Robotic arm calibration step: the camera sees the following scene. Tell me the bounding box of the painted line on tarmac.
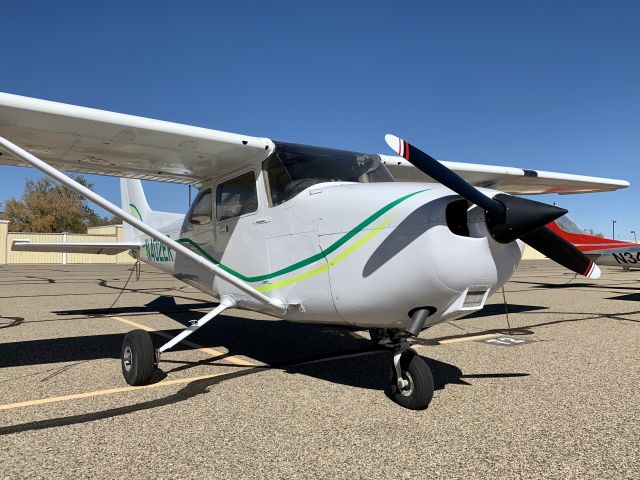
[110,315,256,367]
[0,371,236,411]
[0,332,503,412]
[0,349,386,412]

----

### Problem requirements
If a picture appears among the entries, omit it and reproduce everything else exactly.

### Written response
Robotic arm calibration step: the camera sees the following scene. Tell me the bounding box of the painted line on tarmac.
[110,315,256,367]
[0,371,236,411]
[0,332,503,412]
[0,349,386,412]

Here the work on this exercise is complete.